▶ Aim: Lay out the lines of the items starting at the line containing "query (the noun phrase to segment): awning" and ending at the line containing "POLYGON ((359 4, 364" as a Markdown table with the columns Number and Record line, giving each line a row number and leaving out blank lines.

::::

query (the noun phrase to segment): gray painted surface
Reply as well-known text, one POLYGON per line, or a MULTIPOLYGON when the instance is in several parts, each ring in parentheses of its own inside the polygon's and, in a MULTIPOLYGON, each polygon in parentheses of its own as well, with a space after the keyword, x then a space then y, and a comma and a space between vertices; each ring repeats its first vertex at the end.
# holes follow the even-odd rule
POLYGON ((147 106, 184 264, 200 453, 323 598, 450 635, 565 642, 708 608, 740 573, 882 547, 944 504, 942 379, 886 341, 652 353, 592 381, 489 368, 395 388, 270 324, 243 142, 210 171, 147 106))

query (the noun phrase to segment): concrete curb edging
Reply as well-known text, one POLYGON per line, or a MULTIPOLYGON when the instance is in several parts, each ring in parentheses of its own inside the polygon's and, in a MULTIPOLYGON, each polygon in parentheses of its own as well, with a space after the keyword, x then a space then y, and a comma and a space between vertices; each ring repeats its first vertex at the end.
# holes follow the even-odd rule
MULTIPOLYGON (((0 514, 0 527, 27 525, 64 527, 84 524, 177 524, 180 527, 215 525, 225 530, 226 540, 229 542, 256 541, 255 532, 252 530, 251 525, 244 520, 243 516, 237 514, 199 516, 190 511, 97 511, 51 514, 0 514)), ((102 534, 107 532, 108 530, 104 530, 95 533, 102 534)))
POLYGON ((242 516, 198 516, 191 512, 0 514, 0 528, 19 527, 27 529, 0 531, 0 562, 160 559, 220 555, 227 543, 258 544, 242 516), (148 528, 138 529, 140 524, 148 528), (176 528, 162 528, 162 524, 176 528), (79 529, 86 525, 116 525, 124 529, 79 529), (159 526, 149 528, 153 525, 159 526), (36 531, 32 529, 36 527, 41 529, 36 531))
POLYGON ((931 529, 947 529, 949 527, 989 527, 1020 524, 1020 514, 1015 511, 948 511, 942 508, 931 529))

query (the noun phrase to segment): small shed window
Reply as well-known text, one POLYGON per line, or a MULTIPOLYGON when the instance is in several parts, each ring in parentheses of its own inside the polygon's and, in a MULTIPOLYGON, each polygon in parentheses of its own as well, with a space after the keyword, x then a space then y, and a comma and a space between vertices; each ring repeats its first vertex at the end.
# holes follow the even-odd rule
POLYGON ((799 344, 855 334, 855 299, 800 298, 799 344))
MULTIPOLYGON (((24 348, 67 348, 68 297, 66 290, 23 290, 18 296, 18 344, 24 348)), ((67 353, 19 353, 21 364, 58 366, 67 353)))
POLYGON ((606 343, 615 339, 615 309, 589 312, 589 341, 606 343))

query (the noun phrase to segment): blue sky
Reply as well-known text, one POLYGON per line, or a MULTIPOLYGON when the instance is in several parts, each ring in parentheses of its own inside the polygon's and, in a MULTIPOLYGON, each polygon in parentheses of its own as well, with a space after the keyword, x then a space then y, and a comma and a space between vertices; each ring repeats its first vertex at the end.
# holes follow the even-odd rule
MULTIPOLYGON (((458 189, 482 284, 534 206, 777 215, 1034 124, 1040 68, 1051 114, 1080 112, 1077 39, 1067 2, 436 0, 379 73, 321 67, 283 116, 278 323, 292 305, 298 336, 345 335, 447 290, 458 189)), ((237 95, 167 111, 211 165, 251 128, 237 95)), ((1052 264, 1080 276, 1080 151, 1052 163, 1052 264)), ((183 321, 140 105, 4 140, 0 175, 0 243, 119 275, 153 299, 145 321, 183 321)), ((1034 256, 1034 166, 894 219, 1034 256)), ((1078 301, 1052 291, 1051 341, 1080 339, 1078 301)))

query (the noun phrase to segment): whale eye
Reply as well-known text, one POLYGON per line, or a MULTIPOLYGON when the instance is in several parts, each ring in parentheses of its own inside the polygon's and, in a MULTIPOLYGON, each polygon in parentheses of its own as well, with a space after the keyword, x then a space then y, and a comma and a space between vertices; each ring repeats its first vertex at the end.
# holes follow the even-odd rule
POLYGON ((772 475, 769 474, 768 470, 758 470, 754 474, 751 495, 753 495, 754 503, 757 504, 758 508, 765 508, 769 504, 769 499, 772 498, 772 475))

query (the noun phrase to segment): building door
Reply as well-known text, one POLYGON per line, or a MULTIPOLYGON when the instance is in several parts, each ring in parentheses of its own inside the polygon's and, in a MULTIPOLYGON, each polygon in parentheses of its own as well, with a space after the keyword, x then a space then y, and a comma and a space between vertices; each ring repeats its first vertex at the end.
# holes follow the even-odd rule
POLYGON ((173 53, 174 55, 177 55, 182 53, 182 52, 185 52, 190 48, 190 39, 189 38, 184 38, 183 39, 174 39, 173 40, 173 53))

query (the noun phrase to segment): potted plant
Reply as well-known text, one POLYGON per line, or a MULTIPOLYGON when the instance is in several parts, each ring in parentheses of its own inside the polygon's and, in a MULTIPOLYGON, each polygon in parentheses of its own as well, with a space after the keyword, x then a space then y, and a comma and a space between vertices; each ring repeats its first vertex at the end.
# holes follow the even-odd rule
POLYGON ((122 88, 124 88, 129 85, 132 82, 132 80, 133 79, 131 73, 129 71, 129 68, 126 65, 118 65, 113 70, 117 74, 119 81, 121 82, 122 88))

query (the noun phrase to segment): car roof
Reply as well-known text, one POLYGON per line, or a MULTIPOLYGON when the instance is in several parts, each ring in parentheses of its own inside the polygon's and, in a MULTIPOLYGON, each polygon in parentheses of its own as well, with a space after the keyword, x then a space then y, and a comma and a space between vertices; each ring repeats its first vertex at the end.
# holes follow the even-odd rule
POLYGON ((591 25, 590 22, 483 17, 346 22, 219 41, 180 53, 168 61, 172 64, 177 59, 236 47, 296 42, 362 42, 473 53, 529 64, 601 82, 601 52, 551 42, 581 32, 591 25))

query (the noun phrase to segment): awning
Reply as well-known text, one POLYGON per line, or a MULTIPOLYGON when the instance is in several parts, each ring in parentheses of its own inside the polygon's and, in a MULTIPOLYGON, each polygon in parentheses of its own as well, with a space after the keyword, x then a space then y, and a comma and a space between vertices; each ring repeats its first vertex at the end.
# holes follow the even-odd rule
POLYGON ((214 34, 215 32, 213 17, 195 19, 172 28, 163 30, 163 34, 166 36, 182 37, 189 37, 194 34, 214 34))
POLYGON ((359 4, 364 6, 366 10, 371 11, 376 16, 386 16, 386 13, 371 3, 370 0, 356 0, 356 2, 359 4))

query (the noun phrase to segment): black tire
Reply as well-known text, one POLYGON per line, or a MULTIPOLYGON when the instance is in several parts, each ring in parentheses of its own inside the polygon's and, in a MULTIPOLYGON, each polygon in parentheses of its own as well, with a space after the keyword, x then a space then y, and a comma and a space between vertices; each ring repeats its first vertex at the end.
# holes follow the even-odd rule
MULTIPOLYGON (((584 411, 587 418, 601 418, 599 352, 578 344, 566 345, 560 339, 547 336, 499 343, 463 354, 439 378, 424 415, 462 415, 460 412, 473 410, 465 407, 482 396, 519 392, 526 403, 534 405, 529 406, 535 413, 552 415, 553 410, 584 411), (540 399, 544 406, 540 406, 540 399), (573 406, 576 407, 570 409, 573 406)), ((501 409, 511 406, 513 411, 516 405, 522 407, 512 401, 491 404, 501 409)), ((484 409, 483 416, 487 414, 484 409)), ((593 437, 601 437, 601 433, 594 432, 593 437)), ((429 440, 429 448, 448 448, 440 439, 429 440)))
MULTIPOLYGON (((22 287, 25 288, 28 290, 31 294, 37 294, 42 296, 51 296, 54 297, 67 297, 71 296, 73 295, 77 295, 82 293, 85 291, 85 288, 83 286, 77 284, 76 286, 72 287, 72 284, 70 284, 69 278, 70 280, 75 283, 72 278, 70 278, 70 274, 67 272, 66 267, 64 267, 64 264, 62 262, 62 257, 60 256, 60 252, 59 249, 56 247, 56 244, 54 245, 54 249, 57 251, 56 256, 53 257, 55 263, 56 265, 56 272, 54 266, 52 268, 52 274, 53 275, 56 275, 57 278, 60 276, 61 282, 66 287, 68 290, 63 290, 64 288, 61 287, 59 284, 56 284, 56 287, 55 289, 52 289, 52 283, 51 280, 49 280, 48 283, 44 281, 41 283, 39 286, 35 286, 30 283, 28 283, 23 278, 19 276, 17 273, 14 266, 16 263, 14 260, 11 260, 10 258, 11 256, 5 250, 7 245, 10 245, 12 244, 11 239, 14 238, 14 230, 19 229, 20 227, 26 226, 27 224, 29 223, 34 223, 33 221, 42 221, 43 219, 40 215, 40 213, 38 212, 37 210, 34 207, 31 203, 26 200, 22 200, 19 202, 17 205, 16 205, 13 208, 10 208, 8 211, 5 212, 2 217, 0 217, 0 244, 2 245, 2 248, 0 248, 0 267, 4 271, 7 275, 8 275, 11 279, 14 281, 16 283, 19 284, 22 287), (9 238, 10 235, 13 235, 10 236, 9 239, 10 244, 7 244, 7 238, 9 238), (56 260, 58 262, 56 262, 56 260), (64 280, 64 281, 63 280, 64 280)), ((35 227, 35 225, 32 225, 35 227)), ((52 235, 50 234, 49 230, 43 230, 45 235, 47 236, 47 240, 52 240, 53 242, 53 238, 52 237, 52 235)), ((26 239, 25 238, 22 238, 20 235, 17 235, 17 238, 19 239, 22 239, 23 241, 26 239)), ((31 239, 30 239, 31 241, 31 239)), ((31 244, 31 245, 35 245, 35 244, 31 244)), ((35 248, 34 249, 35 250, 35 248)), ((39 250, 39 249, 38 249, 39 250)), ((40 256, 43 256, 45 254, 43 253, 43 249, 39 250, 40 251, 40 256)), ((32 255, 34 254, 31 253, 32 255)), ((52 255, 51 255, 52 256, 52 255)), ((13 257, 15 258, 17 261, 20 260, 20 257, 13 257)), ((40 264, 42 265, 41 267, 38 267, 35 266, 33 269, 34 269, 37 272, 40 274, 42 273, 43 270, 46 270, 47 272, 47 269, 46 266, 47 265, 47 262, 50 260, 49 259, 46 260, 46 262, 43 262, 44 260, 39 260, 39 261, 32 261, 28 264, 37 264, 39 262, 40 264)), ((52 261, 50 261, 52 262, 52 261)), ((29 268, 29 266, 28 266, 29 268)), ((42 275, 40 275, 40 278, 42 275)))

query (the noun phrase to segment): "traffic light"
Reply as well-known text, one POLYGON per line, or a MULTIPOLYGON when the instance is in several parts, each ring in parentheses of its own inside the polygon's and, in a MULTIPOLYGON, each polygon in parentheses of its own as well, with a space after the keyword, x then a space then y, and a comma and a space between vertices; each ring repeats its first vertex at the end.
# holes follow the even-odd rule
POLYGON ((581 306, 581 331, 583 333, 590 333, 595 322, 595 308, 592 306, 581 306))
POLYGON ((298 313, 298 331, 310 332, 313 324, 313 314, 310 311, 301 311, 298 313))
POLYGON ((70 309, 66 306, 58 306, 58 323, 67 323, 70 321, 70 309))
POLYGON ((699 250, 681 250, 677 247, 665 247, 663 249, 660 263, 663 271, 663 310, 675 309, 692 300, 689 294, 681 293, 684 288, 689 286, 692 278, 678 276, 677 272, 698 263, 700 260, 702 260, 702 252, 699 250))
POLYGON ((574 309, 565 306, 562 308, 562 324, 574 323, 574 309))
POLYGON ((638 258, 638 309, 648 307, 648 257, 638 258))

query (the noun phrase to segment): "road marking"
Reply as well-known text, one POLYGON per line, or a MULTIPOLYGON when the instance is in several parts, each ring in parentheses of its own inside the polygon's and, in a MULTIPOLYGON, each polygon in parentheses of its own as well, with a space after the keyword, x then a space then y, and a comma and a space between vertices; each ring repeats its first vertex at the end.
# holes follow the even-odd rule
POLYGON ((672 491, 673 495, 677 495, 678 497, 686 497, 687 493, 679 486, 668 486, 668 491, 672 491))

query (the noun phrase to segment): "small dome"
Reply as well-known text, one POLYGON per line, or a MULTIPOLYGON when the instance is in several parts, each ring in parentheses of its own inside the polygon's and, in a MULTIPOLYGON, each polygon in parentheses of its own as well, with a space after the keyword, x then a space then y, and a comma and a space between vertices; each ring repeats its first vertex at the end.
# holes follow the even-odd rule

::::

▶ Written reply:
| Number | Record line |
|---|---|
| 1 | query (the noun phrase to segment): awning |
| 2 | Reply as well-known text, one POLYGON per line, or a MULTIPOLYGON when the instance is in several parts, each ring in parentheses of its own inside the polygon's and, in a MULTIPOLYGON, each polygon in parentheses of its own as well, with a space after the keyword, x then a space then y, and a comma and a space between vertices; each ring repeats its first vertex at the end. |
| 3 | # holes follow the even-odd rule |
| 4 | POLYGON ((214 34, 215 32, 213 17, 195 19, 172 28, 163 30, 163 34, 166 36, 182 37, 189 37, 194 34, 214 34)) |
| 5 | POLYGON ((359 4, 364 6, 366 10, 371 11, 376 16, 386 16, 386 13, 371 3, 370 0, 356 0, 356 2, 359 4)) |